From the meat loaf thread, list every ingredient that tallpines names for making meat loaf.

— START OF SELECTED EXCERPT —

My Grandma Mitchel, who spoiled all her grandchildren, use to make a meatloat without the onions and bell pepper mixed in the loaf, but added to the topping of ketchup, brown sugar, yellow mustard, and worcestershire sauce. She always made extra topping so if you liked you could put the topping on your mashed potatoes. If you didn't like onions and bell peppers - you strapped off the topping and ate your serving with ketchup or mustard or a combination thereof.

Marlene


----------



## willow_girl (Dec 7, 2002)

Mashed potatoes, for sure!

I think it's the law. LOL


----------



## tallpines (Apr 9, 2003)

I have NEVER in all my years of making meat loaf used a recipe.

It's just ground beef, eggs, oatmeal, onion, green pepper and seasonings.........a little of this a little of that.

— END OF SELECTED EXCERPT —
— START OF PROVIDED DATA —

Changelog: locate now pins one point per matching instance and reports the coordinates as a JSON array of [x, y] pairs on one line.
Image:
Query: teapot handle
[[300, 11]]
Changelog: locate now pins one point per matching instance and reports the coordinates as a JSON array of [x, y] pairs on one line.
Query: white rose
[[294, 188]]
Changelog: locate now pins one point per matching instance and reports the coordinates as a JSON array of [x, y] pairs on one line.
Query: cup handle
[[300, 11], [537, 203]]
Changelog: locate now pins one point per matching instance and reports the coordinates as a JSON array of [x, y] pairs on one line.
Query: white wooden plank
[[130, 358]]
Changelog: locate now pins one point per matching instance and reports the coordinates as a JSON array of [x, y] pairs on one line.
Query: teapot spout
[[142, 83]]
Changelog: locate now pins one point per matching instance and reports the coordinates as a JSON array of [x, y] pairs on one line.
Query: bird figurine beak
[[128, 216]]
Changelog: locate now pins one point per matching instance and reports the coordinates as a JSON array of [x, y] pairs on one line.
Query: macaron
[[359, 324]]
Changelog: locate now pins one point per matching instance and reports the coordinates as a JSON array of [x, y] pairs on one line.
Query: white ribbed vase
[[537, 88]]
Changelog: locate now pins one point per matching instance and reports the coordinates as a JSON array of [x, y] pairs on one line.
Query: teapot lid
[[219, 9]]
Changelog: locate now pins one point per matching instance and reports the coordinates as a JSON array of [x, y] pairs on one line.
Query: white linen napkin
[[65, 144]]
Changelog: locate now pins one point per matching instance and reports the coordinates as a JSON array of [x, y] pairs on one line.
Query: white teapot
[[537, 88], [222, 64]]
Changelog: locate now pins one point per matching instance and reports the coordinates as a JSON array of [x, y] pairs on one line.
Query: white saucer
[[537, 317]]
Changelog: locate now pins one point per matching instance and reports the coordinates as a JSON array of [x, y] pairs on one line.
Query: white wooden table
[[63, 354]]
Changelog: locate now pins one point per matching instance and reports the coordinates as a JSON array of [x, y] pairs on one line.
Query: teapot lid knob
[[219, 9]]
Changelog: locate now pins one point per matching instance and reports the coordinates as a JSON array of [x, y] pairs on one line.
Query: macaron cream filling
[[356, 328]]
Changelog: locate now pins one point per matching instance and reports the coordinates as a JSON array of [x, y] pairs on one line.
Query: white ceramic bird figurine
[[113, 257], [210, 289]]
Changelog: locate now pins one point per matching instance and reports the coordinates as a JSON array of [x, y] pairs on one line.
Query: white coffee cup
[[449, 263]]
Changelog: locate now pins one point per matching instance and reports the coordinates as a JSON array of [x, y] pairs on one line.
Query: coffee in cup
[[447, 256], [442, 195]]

— END OF PROVIDED DATA —

> [THE SOLUTION]: ground beef, eggs, oatmeal, onion, green pepper, seasonings